_Task material_
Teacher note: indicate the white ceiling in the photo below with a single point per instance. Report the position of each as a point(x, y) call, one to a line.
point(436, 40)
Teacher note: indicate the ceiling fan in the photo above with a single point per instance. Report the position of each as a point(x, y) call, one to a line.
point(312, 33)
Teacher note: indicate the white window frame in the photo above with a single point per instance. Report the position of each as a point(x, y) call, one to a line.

_Assignment_
The complete listing above is to be output again exactly.

_Result for this exercise_
Teacher note: indicate the white ceiling in the photo below with a single point per instance. Report the position of each as a point(x, y) call, one to a line.
point(436, 40)
Teacher note: indicate the ceiling fan in the photo above with a single point per instance. Report the position of each as a point(x, y) call, one to a line.
point(312, 33)
Teacher note: indicate the white window frame in the photo above with a single point per instance. Report the position of each as a point(x, y) call, one to a line.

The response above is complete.